- [Excerpt provided]:
/---

On 26-Jun-18 3:24 PM, Zhang, Qi Z wrote:
-----Original Message-----
From: Burakov, Anatoly
Sent: Tuesday, June 26, 2018 9:46 PM
To: Zhang, Qi Z <qi.z.zh...@intel.com>; tho...@monjalon.net
Cc: Ananyev, Konstantin <konstantin.anan...@intel.com>; dev@dpdk.org;
Richardson, Bruce <bruce.richard...@intel.com>; Yigit, Ferruh
<ferruh.yi...@intel.com>; Shelton, Benjamin H
<benjamin.h.shel...@intel.com>; Vangati, Narender
<narender.vang...@intel.com>
Subject: Re: [PATCH v4 06/24] ethdev: enable hotplug on multi-process
On 26-Jun-18 2:25 PM, Zhang, Qi Z wrote:
-----Original Message-----
From: Burakov, Anatoly
Sent: Tuesday, June 26, 2018 9:21 PM
To: Zhang, Qi Z <qi.z.zh...@intel.com>; tho...@monjalon.net
Cc: Ananyev, Konstantin <konstantin.anan...@intel.com>; dev@dpdk.org;
Richardson, Bruce <bruce.richard...@intel.com>; Yigit, Ferruh
<ferruh.yi...@intel.com>; Shelton, Benjamin H
<benjamin.h.shel...@intel.com>; Vangati, Narender
<narender.vang...@intel.com>
Subject: Re: [PATCH v4 06/24] ethdev: enable hotplug on multi-process
On 26-Jun-18 1:58 PM, Zhang, Qi Z wrote:
my understand is peer is identified by a string (or filename) what I
mean is clone the content of the buffer that peer point to , So I
don't need to worry if the original peer be used to point to some
other data
As far as the application is concerned, peer is an opaque pointer,
and should be treated as such. Peeking behind a void pointer that is
not designed for this purpose is not a good idea, even if technically you
know what's in there.
We can expose a clone interface, like MP_PEER_CLONE, so we don't need to
know what's inside, just need to know that it can be used on another thread?
Well, that can probably work. Feels like a hacky workaround though.
Another way to do the same thing would be to store peer information right in
the message, as opposed to providing it separately. Still a hack though, and
will
require far more changes, but it could be a better solution as (if done right)
it
would allow identifying which reply came from which peer.

\---

Photo labels with bounding boxes:
/---

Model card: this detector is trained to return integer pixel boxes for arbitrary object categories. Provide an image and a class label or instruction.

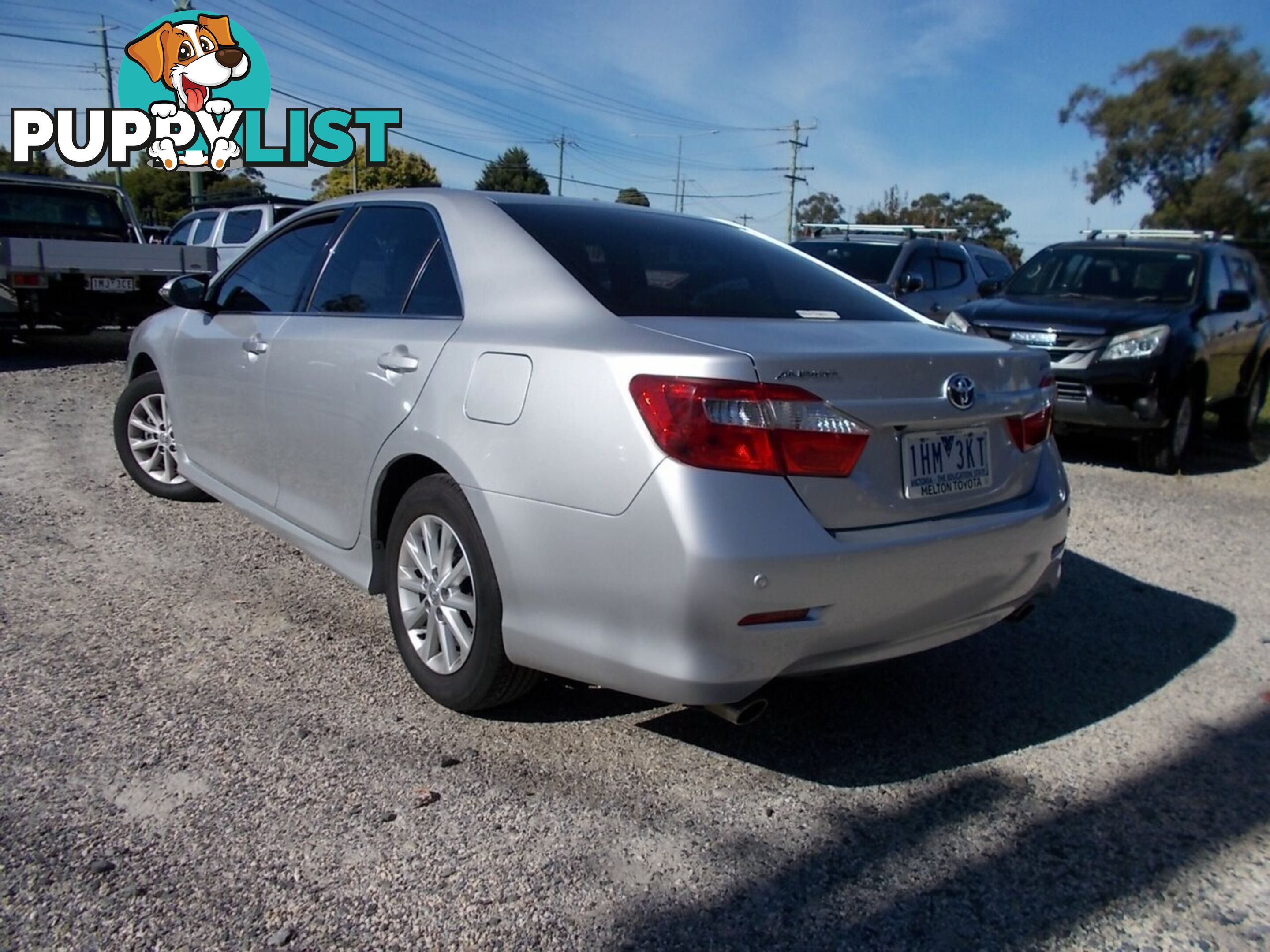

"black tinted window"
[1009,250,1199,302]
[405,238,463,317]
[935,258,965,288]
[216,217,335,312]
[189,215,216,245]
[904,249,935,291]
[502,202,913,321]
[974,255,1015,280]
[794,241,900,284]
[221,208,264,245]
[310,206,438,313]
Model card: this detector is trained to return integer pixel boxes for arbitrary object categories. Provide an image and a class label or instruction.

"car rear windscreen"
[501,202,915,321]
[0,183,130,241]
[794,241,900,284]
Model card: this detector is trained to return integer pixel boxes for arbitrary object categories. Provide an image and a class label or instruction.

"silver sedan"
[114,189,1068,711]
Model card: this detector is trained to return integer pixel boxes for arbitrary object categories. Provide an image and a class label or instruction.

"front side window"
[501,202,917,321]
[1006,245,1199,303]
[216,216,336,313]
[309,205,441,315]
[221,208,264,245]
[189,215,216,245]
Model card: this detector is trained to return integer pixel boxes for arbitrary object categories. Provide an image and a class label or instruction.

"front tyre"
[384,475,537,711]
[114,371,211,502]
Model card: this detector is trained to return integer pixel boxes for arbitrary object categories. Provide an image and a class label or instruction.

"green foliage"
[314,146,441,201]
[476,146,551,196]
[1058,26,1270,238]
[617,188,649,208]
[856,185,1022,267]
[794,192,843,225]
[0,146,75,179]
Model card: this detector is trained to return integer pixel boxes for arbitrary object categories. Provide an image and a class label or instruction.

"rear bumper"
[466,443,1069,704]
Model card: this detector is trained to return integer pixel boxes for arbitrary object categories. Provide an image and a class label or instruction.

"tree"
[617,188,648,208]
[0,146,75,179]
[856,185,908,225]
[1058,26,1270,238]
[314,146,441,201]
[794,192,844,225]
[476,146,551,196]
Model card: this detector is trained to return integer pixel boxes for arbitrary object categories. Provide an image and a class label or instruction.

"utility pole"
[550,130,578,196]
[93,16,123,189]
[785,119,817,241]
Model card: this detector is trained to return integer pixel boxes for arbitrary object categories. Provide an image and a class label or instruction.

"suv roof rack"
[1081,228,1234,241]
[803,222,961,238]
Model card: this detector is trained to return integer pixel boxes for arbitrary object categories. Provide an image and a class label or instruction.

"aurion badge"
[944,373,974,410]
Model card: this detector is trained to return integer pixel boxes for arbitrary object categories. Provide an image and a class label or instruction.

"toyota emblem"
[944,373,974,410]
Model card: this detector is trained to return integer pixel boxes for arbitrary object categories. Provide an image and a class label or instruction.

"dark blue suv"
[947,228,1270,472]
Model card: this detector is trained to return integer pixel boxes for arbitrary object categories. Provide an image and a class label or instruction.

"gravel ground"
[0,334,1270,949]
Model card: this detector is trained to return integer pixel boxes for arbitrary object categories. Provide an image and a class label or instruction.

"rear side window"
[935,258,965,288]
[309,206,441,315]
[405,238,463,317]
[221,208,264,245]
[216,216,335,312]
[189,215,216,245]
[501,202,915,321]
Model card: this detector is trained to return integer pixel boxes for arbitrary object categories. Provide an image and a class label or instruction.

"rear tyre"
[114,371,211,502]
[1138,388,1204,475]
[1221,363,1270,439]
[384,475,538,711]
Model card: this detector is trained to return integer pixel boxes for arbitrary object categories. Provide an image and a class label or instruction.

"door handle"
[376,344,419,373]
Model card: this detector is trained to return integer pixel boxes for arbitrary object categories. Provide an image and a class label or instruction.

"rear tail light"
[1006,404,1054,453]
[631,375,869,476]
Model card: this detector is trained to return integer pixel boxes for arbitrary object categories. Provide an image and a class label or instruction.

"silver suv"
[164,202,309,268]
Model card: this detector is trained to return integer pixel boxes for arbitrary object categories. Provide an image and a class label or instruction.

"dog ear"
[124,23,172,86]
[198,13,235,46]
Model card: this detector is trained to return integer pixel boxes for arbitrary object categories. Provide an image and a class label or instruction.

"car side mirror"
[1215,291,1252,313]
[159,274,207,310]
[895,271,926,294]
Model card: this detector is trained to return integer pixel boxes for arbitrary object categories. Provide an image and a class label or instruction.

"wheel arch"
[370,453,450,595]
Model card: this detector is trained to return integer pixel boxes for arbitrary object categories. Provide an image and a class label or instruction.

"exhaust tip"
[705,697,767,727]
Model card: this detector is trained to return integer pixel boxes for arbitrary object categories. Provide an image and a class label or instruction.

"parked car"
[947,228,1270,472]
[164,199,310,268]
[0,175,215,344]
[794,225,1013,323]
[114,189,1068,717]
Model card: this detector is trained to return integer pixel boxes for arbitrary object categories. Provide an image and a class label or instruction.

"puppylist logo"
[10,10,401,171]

\---

- [Set task 1]:
Using the mailing-list thread about the multi-process hotplug patch, list every person named on the Cc lines of the message headers, leaving out any mailing-list address.
- [Set task 2]:
Gather every line of the records that contains the string "window".

- [Solution 1]:
Ananyev, Konstantin
Richardson, Bruce
Yigit, Ferruh
Shelton, Benjamin H
Vangati, Narender

- [Solution 2]:
"black tinted window"
"front side window"
"rear side window"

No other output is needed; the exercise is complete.